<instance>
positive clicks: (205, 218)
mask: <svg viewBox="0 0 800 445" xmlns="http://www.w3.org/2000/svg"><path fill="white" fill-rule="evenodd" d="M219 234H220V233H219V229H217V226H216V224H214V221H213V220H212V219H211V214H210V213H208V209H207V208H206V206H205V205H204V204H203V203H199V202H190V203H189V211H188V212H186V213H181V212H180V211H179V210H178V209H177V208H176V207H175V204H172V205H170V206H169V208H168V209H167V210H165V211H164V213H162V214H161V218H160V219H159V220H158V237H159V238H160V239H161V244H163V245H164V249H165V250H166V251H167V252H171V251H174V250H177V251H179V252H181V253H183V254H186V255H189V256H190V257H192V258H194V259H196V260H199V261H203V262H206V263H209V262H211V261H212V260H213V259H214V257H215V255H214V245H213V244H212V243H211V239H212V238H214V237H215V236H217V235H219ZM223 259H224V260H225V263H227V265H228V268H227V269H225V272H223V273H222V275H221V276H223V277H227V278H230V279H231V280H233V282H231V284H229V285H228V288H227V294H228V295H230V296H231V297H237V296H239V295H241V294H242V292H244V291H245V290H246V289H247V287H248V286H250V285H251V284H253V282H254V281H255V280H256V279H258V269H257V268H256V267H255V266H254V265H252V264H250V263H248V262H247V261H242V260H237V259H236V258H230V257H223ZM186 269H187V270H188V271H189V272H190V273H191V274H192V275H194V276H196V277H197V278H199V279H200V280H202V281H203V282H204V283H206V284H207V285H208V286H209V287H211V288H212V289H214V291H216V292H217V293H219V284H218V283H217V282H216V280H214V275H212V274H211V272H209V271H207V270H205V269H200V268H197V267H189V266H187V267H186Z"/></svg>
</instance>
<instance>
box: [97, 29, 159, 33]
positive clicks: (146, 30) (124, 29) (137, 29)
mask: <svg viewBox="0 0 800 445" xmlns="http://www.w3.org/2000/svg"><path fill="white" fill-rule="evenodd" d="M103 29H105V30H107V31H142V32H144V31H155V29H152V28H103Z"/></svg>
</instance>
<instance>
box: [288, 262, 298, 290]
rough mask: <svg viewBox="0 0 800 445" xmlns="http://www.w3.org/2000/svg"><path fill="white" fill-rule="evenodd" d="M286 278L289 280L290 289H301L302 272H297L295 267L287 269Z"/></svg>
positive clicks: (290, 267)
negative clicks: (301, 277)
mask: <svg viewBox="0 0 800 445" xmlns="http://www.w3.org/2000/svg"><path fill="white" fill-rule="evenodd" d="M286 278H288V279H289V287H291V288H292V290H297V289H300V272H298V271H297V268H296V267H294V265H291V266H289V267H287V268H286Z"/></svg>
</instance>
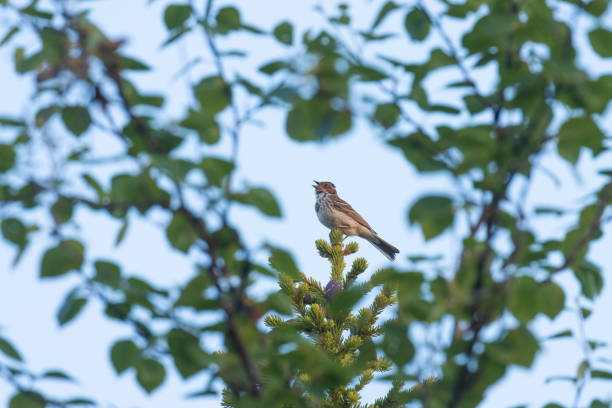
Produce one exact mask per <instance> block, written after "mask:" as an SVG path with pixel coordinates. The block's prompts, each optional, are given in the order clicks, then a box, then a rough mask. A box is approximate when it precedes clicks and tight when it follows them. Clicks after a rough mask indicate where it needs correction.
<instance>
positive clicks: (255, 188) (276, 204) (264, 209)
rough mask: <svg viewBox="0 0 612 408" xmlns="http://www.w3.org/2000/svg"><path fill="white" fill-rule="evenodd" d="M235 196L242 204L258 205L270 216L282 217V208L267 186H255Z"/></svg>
mask: <svg viewBox="0 0 612 408" xmlns="http://www.w3.org/2000/svg"><path fill="white" fill-rule="evenodd" d="M233 198H234V199H235V200H236V201H237V202H239V203H242V204H246V205H251V206H253V207H256V208H257V209H259V211H261V212H262V213H264V214H265V215H268V216H270V217H280V216H281V210H280V207H279V206H278V203H277V202H276V198H274V195H272V193H270V192H269V191H268V190H266V189H265V188H260V187H255V188H252V189H250V190H249V191H247V192H246V193H241V194H235V195H234V196H233Z"/></svg>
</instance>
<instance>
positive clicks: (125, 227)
mask: <svg viewBox="0 0 612 408" xmlns="http://www.w3.org/2000/svg"><path fill="white" fill-rule="evenodd" d="M128 219H129V218H128V217H125V218H124V219H123V222H122V223H121V228H119V232H118V233H117V237H116V238H115V246H119V244H121V242H123V239H124V238H125V235H126V233H127V229H128V227H129V225H130V223H129V221H128Z"/></svg>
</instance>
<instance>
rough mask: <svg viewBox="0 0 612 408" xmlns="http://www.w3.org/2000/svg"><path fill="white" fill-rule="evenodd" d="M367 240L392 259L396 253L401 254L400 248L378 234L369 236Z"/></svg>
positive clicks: (388, 256)
mask: <svg viewBox="0 0 612 408" xmlns="http://www.w3.org/2000/svg"><path fill="white" fill-rule="evenodd" d="M367 240H368V241H370V243H371V244H372V245H374V246H375V247H376V249H378V250H379V251H380V252H381V253H382V254H383V255H384V256H386V257H387V259H388V260H390V261H392V260H394V259H395V254H399V249H397V248H396V247H394V246H393V245H391V244H390V243H388V242H387V241H385V240H384V239H382V238H381V237H379V236H378V235H374V236H372V237H368V238H367Z"/></svg>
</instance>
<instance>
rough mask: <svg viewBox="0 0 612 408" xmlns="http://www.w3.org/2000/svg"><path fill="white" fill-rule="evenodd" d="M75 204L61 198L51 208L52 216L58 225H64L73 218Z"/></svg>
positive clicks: (63, 197) (57, 199)
mask: <svg viewBox="0 0 612 408" xmlns="http://www.w3.org/2000/svg"><path fill="white" fill-rule="evenodd" d="M73 210H74V203H73V202H72V200H69V199H67V198H66V197H59V198H58V199H57V201H56V202H55V203H54V204H53V205H52V206H51V215H52V216H53V219H54V220H55V223H56V224H57V225H61V224H64V223H66V222H68V221H70V218H72V212H73Z"/></svg>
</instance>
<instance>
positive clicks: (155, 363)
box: [136, 358, 166, 394]
mask: <svg viewBox="0 0 612 408" xmlns="http://www.w3.org/2000/svg"><path fill="white" fill-rule="evenodd" d="M165 377H166V370H165V369H164V366H163V365H161V364H160V363H159V362H157V361H155V360H152V359H149V358H145V359H142V360H140V361H138V362H137V363H136V379H137V380H138V383H139V384H140V386H141V387H142V388H143V389H144V390H145V391H146V392H147V393H149V394H150V393H151V392H152V391H153V390H154V389H156V388H157V387H159V386H160V385H161V383H162V382H164V378H165Z"/></svg>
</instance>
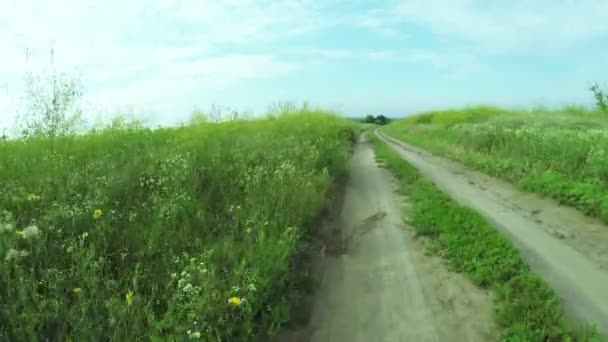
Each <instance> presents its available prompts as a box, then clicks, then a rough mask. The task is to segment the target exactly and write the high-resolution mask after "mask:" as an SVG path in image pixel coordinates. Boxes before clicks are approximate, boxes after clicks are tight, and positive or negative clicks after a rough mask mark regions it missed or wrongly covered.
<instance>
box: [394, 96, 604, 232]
mask: <svg viewBox="0 0 608 342" xmlns="http://www.w3.org/2000/svg"><path fill="white" fill-rule="evenodd" d="M384 130H385V131H386V133H387V134H389V135H391V136H393V137H395V138H397V139H400V140H403V141H405V142H408V143H411V144H414V145H418V146H420V147H422V148H425V149H428V150H429V151H431V152H433V153H436V154H439V155H442V156H446V157H448V158H451V159H454V160H457V161H459V162H461V163H463V164H465V165H467V166H469V167H472V168H474V169H477V170H480V171H483V172H485V173H488V174H490V175H492V176H495V177H499V178H502V179H505V180H507V181H509V182H513V183H515V184H516V185H517V186H518V187H519V188H521V189H523V190H526V191H531V192H535V193H539V194H542V195H544V196H547V197H551V198H553V199H556V200H558V201H559V202H560V203H562V204H568V205H570V206H573V207H575V208H577V209H579V210H581V211H583V212H585V213H587V214H589V215H591V216H595V217H598V218H600V219H602V220H604V221H605V222H608V148H607V147H606V146H608V121H607V120H606V115H605V114H603V113H598V112H594V111H588V110H584V109H582V108H576V107H569V108H564V109H561V110H553V111H549V110H533V111H508V110H502V109H498V108H492V107H477V108H467V109H463V110H451V111H442V112H432V113H426V114H421V115H416V116H412V117H410V118H407V119H404V120H401V121H399V122H395V123H393V124H391V125H389V126H387V127H386V128H385V129H384Z"/></svg>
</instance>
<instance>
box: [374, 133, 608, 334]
mask: <svg viewBox="0 0 608 342" xmlns="http://www.w3.org/2000/svg"><path fill="white" fill-rule="evenodd" d="M372 143H373V145H374V149H375V151H376V158H377V159H379V160H380V161H382V162H383V164H384V165H386V166H387V167H388V168H389V169H390V170H391V171H392V173H393V174H394V175H395V177H396V178H397V180H398V184H399V190H400V192H402V193H403V194H404V195H407V196H408V198H409V202H410V203H411V205H410V206H408V209H407V215H408V218H409V219H410V220H411V223H412V226H413V227H414V229H415V231H416V233H417V234H418V235H419V236H427V237H430V238H431V239H432V241H433V242H434V246H435V247H436V250H437V252H438V253H439V254H441V255H442V256H443V257H445V258H446V259H447V260H448V261H449V263H450V265H451V266H452V267H453V268H454V269H455V270H456V271H460V272H464V273H465V274H467V275H468V276H469V278H470V279H471V280H472V281H473V282H474V283H475V284H476V285H478V286H481V287H484V288H489V289H492V290H494V291H495V293H496V297H495V307H496V319H497V322H498V324H499V326H500V327H501V329H502V331H501V333H502V338H501V340H503V341H513V342H520V341H602V340H603V339H602V337H601V336H599V335H598V334H597V333H596V332H595V331H594V330H593V329H587V328H585V329H573V328H572V327H571V326H570V325H569V324H568V322H566V320H565V318H564V314H563V311H562V307H561V304H560V301H559V299H558V298H557V296H556V295H555V293H554V292H553V290H552V289H551V288H550V287H549V286H548V285H547V284H546V283H545V282H544V281H543V280H542V279H540V278H539V277H538V276H536V275H535V274H533V273H532V272H531V271H530V267H529V266H528V264H527V263H526V262H525V260H524V259H523V257H522V256H521V255H520V253H519V252H518V251H517V249H516V248H515V247H514V246H513V245H512V244H511V243H510V242H509V241H508V240H507V239H506V238H504V237H503V236H501V235H500V234H499V233H498V232H497V231H496V230H495V229H494V228H492V227H491V226H490V225H489V224H488V223H487V222H486V221H485V220H484V219H483V218H482V217H481V216H480V215H479V214H478V213H476V212H475V211H474V210H472V209H470V208H467V207H464V206H461V205H459V204H457V203H456V202H454V201H453V200H451V199H450V198H449V197H448V196H447V195H445V194H443V193H442V192H441V191H440V190H439V189H438V188H437V187H436V186H435V185H434V184H432V183H431V182H430V181H429V180H427V179H425V178H423V177H422V175H421V174H420V173H419V172H418V171H417V170H416V169H415V168H414V167H413V166H412V165H410V164H409V163H408V162H407V161H405V160H403V159H402V158H401V157H400V156H399V155H398V154H397V153H396V152H395V151H393V150H391V149H390V148H389V147H388V146H387V145H386V144H384V143H383V142H382V141H380V140H379V139H378V138H377V137H376V136H373V137H372Z"/></svg>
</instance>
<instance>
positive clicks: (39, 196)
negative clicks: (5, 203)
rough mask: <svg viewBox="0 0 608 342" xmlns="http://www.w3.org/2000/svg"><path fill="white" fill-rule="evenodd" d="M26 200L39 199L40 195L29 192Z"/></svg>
mask: <svg viewBox="0 0 608 342" xmlns="http://www.w3.org/2000/svg"><path fill="white" fill-rule="evenodd" d="M27 200H28V201H32V202H33V201H39V200H40V196H38V195H35V194H29V195H27Z"/></svg>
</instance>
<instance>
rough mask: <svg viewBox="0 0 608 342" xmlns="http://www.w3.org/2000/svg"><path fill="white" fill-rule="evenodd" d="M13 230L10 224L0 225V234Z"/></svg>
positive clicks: (8, 231) (12, 226)
mask: <svg viewBox="0 0 608 342" xmlns="http://www.w3.org/2000/svg"><path fill="white" fill-rule="evenodd" d="M13 228H15V227H14V226H13V224H12V223H0V233H2V232H10V231H12V230H13Z"/></svg>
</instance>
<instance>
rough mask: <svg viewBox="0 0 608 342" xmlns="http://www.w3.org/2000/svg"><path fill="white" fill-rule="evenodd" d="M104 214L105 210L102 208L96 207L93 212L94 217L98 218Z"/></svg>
mask: <svg viewBox="0 0 608 342" xmlns="http://www.w3.org/2000/svg"><path fill="white" fill-rule="evenodd" d="M102 216H103V211H101V209H95V211H94V212H93V219H95V220H98V219H100V218H101V217H102Z"/></svg>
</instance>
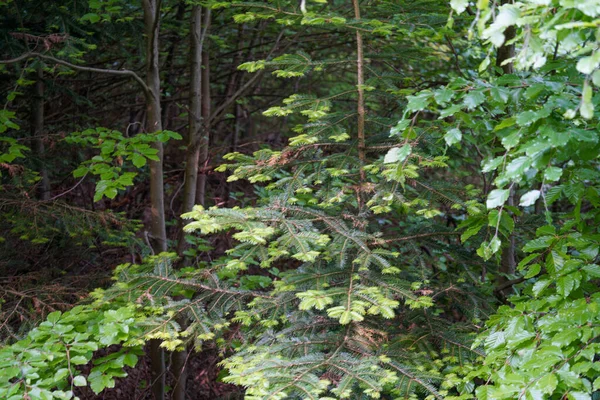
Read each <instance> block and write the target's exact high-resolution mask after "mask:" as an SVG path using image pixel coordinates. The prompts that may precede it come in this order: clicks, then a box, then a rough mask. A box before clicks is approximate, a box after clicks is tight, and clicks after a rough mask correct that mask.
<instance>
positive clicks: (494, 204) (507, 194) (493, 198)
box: [486, 189, 510, 210]
mask: <svg viewBox="0 0 600 400" xmlns="http://www.w3.org/2000/svg"><path fill="white" fill-rule="evenodd" d="M509 195H510V190H508V189H494V190H492V191H491V192H490V194H489V195H488V198H487V201H486V206H487V208H488V210H490V209H492V208H496V207H499V206H502V205H503V204H504V203H505V202H506V200H508V196H509Z"/></svg>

> [Task requirements]: Copy from the entries only those lines that hold the word "target".

> [Solution to the exercise]:
Each <instance> presents its available prompts as a box, then clicks, then a rough mask. The task is to segment the target exactly and write the high-resolution mask after "mask:" as an SVG path in image pixel coordinates. Boxes before clicks are approximate, boxes after clicks are tight, and positive or negative clicks after a rough mask mark regions it missed or wrongly covered.
Read each <instance> block and write the target's exact high-resolution mask after "mask:" as an SVG path using image pixel coordinates. The prompts that may precede it come in this order: clicks, then a box, then a rough mask. A box before clicks is approximate, a box after clicks is tight, and clicks after a rough mask correct that mask.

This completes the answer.